**Excerpted records:**
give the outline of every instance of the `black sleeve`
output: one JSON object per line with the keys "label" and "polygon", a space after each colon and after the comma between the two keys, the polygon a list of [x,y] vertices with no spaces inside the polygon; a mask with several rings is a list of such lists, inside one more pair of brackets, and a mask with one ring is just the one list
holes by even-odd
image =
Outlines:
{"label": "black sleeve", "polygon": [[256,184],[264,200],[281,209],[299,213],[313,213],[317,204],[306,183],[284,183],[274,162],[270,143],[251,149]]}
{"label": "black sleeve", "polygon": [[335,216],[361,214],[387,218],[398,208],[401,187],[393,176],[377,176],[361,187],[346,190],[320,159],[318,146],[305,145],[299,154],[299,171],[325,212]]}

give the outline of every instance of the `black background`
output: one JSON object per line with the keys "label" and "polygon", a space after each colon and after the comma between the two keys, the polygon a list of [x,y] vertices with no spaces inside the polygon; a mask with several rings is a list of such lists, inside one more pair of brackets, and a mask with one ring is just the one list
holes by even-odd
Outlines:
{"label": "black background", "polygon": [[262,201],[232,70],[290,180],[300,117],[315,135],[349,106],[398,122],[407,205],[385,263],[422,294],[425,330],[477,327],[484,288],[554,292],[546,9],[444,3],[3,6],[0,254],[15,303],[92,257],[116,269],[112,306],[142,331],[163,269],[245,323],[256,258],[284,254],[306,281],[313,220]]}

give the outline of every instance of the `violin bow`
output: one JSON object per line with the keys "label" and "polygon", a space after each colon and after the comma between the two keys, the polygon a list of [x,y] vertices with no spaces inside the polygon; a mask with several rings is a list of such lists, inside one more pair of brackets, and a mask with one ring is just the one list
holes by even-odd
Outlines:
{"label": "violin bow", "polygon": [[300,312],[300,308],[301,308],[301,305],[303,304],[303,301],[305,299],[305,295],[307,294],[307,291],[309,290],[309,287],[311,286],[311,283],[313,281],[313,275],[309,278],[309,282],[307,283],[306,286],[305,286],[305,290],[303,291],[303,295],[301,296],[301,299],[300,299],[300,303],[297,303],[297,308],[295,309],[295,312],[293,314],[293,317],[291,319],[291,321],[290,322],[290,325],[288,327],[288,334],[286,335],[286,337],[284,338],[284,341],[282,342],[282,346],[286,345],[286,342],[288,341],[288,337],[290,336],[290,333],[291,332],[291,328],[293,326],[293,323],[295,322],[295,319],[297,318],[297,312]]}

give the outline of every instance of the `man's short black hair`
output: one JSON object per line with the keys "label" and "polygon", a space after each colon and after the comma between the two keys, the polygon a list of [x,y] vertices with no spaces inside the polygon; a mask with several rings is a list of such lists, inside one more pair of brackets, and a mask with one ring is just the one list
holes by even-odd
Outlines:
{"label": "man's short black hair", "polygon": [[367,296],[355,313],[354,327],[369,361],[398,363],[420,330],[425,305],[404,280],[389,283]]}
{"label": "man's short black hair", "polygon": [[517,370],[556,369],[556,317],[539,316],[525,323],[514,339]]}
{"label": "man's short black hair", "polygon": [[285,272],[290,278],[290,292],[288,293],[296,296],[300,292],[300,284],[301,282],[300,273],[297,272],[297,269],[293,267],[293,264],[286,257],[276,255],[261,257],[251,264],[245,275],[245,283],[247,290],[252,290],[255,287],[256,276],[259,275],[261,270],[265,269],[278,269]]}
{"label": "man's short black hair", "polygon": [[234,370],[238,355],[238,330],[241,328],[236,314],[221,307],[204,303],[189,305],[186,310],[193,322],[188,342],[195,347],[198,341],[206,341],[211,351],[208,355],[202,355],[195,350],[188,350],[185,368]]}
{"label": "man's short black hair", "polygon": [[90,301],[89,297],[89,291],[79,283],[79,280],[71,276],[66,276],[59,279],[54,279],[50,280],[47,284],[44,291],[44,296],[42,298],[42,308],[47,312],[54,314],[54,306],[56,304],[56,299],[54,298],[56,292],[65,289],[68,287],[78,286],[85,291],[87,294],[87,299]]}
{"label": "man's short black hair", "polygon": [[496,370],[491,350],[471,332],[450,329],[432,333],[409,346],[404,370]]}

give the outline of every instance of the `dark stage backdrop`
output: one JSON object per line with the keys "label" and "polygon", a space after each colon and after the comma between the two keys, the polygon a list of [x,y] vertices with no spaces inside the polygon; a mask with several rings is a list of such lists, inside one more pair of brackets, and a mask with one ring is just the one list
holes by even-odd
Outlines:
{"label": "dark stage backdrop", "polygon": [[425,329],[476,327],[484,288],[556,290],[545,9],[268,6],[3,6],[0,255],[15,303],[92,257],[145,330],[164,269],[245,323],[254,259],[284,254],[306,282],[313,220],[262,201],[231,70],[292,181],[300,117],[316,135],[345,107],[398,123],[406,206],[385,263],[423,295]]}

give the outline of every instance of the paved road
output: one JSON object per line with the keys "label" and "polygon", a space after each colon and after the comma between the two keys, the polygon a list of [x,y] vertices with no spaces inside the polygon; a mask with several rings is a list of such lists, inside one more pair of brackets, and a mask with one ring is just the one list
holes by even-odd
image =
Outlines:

...

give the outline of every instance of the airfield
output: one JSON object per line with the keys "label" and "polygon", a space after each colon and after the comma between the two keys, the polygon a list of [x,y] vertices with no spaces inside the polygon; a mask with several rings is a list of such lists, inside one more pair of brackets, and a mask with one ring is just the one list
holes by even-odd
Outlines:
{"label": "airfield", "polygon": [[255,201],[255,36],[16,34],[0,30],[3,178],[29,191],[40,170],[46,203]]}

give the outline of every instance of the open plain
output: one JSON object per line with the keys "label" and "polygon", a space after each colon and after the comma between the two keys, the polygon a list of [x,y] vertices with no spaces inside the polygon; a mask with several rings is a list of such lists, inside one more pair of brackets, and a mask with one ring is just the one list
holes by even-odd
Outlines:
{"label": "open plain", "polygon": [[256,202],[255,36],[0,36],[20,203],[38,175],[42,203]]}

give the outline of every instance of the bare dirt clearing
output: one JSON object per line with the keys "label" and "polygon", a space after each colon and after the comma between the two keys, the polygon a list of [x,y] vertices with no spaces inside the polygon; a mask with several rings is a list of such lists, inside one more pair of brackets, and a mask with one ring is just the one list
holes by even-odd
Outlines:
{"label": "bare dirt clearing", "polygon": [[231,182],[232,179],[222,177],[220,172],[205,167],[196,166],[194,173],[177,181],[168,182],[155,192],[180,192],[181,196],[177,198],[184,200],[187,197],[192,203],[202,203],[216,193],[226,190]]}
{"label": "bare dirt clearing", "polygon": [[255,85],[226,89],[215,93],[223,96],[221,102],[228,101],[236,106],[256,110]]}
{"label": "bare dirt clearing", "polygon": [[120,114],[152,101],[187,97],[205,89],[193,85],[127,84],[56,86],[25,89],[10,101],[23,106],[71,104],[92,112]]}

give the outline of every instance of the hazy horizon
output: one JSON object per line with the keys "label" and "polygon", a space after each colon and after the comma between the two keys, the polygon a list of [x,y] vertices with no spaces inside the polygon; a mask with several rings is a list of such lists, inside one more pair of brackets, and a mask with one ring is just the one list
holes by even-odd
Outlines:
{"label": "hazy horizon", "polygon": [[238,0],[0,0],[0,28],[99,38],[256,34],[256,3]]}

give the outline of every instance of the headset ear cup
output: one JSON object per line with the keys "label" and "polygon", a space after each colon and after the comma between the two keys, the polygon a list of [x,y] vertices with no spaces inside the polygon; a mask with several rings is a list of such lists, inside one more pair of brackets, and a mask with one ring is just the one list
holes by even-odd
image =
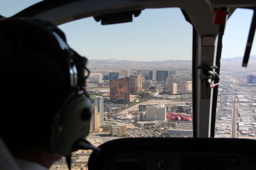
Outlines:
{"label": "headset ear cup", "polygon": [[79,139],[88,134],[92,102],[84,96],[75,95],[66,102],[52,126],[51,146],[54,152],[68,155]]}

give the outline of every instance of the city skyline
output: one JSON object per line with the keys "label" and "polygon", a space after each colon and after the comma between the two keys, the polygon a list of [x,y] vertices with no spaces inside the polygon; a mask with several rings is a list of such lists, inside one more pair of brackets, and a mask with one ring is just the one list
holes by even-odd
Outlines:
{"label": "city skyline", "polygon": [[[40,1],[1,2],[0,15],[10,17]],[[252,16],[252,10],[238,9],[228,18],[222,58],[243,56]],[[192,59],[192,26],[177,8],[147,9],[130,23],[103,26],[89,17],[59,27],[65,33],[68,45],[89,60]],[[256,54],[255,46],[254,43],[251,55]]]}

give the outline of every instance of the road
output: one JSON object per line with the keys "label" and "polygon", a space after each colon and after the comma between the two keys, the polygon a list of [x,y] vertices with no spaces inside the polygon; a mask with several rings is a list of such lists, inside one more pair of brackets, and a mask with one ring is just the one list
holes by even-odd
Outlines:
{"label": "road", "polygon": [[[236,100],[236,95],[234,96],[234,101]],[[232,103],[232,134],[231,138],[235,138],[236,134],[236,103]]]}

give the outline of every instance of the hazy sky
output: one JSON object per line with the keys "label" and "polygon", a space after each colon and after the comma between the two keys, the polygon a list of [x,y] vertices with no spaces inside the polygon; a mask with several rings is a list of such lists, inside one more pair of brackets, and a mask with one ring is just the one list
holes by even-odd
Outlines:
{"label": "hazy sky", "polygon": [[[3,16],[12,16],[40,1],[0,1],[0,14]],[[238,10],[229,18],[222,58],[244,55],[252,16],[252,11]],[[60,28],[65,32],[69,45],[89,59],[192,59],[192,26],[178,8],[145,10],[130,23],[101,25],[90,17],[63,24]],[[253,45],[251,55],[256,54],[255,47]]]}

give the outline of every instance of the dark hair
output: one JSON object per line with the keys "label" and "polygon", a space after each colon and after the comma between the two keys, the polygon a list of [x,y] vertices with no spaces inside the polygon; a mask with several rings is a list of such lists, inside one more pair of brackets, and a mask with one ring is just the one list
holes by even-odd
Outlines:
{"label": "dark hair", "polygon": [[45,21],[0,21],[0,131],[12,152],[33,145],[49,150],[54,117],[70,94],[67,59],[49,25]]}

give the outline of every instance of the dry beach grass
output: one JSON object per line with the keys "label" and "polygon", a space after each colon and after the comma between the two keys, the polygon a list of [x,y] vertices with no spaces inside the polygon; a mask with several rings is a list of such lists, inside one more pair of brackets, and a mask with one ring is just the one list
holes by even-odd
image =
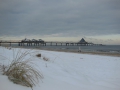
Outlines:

--

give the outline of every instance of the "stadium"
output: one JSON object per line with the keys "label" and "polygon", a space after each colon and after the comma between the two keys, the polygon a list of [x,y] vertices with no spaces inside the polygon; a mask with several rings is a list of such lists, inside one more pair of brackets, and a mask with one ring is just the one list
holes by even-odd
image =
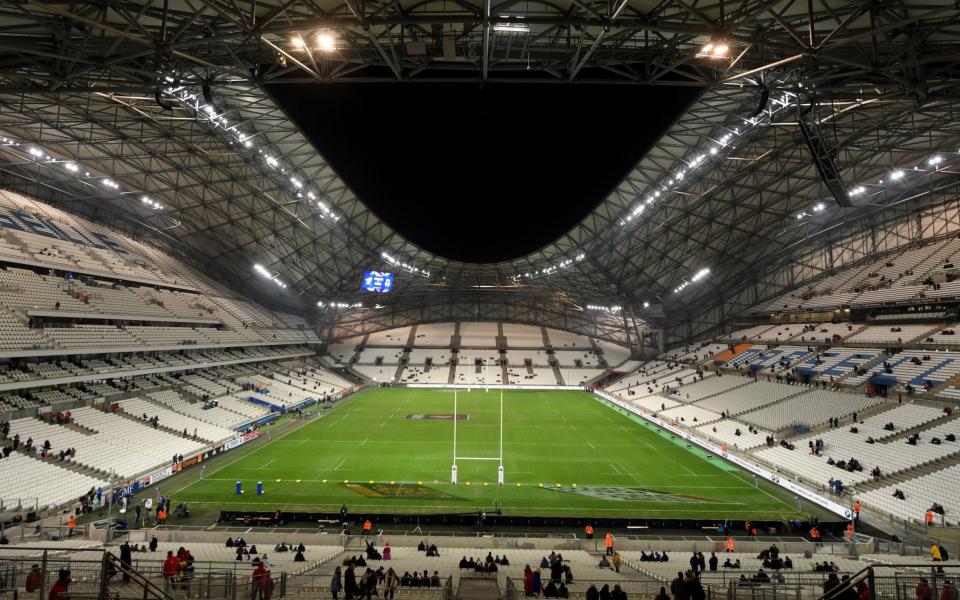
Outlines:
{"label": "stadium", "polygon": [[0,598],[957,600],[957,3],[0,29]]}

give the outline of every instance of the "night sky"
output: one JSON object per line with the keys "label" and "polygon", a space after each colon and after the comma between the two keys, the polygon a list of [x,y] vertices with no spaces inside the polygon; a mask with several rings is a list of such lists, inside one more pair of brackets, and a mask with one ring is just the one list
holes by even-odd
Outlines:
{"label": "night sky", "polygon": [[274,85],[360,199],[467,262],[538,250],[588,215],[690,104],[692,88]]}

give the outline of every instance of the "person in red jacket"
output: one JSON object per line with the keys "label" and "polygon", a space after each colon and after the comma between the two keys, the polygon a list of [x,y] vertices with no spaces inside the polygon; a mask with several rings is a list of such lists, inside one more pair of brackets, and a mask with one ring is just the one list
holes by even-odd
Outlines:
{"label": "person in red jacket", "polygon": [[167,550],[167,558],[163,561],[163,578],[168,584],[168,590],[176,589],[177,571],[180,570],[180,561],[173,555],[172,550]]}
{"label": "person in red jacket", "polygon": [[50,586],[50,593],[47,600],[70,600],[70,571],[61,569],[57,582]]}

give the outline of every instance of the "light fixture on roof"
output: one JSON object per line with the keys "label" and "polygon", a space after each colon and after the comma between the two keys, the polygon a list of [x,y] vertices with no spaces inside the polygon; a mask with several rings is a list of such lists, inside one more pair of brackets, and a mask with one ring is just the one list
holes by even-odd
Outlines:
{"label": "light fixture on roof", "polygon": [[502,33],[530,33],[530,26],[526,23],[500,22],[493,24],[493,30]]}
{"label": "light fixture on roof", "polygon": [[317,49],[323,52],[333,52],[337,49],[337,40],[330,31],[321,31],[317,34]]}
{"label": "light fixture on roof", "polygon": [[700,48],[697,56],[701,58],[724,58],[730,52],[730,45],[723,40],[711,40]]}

**What needs to be done:** Report each line of the listing above that contains the word "skyline", copying every such line in full.

**Full response:**
give the outline of every instance of the city skyline
{"label": "city skyline", "polygon": [[[40,1],[1,2],[0,15],[10,17]],[[252,16],[252,10],[238,9],[228,18],[222,58],[243,56]],[[192,59],[192,26],[177,8],[147,9],[130,23],[103,26],[89,17],[59,27],[65,33],[68,45],[89,60]],[[256,54],[255,46],[254,43],[251,55]]]}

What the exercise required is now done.